Given request: Rewrite the listing from the line that contains "Would you please pick out the window shutter" down through the line that contains "point(13, 52)", changing "shutter" to "blind" and leaving everything else as it is.

Available data:

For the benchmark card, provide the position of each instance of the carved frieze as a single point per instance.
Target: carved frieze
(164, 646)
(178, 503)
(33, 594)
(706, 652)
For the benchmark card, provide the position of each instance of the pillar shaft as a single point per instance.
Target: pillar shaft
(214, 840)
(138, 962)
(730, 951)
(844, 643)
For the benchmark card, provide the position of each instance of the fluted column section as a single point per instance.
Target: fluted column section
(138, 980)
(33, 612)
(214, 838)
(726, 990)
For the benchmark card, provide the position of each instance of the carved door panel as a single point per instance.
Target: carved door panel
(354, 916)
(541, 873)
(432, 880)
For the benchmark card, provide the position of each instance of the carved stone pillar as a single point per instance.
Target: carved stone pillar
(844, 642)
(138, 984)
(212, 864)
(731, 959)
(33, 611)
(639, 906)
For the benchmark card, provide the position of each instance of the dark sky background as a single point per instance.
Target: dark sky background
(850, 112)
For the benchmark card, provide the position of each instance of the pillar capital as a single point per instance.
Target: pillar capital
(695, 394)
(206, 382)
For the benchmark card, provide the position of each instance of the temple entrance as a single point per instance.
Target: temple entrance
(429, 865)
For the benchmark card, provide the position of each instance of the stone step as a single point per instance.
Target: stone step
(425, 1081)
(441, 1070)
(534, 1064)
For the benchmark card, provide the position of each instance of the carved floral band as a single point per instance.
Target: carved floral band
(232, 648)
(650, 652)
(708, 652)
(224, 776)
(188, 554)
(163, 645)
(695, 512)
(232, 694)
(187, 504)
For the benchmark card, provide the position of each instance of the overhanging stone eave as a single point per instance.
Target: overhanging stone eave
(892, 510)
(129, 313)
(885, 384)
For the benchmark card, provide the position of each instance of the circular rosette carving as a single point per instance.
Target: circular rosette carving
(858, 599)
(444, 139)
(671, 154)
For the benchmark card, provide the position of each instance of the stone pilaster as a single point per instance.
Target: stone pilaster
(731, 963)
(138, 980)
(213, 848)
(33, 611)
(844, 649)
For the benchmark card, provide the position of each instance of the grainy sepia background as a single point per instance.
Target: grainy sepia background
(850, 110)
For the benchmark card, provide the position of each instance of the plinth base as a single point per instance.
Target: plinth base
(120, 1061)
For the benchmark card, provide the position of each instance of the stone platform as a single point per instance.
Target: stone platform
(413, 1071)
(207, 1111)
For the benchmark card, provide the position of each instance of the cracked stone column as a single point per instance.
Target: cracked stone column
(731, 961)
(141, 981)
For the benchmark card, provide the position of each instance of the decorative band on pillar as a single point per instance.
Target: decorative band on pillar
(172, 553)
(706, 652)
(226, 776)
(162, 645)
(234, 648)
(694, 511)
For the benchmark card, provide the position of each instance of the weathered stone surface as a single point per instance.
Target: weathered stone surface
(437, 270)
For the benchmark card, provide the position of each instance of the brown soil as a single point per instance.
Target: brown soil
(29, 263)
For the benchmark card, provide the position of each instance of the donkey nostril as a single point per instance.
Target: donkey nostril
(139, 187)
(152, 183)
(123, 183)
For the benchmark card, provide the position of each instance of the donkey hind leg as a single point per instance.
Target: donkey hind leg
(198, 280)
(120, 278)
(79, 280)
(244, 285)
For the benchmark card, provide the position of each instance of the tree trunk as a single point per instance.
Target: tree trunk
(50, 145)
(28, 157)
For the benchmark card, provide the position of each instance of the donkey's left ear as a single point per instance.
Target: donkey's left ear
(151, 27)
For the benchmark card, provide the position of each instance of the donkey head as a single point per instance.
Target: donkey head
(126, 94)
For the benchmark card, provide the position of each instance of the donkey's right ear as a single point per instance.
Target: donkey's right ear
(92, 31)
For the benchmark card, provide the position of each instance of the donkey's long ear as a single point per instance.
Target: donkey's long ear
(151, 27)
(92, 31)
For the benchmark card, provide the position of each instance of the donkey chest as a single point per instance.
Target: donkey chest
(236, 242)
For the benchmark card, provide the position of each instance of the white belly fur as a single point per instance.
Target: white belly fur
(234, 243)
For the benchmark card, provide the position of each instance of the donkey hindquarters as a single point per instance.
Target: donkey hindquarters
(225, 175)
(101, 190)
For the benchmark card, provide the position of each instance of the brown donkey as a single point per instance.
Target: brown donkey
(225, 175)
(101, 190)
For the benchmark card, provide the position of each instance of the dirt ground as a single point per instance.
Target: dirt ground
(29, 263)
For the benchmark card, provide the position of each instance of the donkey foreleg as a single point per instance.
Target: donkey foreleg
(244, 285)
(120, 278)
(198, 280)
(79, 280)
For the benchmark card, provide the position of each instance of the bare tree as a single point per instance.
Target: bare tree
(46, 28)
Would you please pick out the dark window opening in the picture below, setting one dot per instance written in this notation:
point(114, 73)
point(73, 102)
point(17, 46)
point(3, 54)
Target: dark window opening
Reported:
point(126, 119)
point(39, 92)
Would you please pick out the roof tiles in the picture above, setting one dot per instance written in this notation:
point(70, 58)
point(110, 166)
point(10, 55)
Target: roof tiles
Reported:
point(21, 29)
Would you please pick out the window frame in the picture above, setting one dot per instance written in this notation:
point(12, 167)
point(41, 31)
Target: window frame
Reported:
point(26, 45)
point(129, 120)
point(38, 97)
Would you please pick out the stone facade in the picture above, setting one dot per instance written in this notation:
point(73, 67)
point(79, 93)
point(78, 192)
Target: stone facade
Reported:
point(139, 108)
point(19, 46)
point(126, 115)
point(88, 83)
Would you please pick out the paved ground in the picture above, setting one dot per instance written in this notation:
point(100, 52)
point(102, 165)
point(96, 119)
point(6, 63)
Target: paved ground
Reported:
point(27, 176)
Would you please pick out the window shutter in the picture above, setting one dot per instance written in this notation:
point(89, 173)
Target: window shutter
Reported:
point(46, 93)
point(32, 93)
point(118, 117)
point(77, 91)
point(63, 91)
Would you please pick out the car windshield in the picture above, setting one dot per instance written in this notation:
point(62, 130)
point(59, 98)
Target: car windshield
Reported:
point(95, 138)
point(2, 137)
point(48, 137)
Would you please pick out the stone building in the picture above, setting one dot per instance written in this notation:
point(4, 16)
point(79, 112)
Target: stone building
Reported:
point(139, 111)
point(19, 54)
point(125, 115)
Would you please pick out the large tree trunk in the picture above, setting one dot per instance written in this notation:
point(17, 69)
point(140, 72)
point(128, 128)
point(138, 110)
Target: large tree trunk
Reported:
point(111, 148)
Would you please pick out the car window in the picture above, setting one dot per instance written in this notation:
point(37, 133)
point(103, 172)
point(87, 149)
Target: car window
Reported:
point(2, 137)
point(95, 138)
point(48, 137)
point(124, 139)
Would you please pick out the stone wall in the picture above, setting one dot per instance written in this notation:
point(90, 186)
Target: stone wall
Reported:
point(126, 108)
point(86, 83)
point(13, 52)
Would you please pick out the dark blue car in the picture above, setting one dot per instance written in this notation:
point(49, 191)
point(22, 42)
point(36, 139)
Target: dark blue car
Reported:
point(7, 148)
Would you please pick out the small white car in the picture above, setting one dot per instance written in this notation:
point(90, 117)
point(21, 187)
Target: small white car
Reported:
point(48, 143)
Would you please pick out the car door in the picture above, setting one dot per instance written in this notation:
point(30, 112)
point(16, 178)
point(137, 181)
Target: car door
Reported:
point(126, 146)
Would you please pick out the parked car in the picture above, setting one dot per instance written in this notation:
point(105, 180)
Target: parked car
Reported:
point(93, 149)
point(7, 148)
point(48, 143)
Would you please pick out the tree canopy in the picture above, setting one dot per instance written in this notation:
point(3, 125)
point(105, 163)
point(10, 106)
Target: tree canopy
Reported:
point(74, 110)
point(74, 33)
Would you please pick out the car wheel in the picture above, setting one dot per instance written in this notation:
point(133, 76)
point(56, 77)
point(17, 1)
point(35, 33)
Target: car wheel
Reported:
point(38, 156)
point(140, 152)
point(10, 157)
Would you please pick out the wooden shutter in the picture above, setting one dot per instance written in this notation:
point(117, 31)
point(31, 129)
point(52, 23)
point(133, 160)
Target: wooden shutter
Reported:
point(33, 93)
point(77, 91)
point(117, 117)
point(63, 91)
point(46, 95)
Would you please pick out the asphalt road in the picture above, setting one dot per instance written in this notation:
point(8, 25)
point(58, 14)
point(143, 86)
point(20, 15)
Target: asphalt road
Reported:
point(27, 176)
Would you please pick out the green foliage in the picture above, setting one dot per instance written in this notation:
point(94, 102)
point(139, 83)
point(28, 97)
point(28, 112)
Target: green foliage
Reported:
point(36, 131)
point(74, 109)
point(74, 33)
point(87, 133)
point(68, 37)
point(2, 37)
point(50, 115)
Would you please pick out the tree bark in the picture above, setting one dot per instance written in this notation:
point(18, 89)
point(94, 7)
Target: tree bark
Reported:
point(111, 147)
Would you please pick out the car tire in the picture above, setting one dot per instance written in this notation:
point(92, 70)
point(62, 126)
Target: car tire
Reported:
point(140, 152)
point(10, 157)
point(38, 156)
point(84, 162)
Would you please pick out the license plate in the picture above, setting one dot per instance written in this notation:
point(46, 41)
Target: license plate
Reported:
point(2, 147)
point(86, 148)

Answer to the task:
Would you please pick out the window blind in the picture above, setting one dot per instance written in this notation:
point(89, 173)
Target: window blind
Reported:
point(46, 93)
point(32, 93)
point(118, 117)
point(77, 91)
point(63, 91)
Would you please pick out the car windshield in the picture above, setting one dot per instance written in this notation:
point(62, 130)
point(59, 98)
Target: car windshield
Reported:
point(95, 138)
point(2, 137)
point(48, 137)
Would you please pick out the stone building in the picture above, setting one dot per instance written in this notation:
point(4, 16)
point(79, 112)
Target: stone building
Reported:
point(139, 111)
point(19, 54)
point(125, 115)
Would you please pick out the large tree trunk in the picture above, setting one dot per instance written in this notation:
point(17, 69)
point(140, 72)
point(128, 128)
point(138, 110)
Target: large tree trunk
Reported:
point(111, 148)
Would you please pick out the car window in the picture above, setting one dot per instance written in this notation:
point(37, 133)
point(103, 172)
point(87, 149)
Target: car window
Reported:
point(2, 137)
point(95, 138)
point(48, 137)
point(124, 139)
Would you please pick out the stone wall in the picture above, setting one dot per instance written in this notation:
point(90, 186)
Target: stone wall
Reported:
point(126, 108)
point(86, 83)
point(13, 52)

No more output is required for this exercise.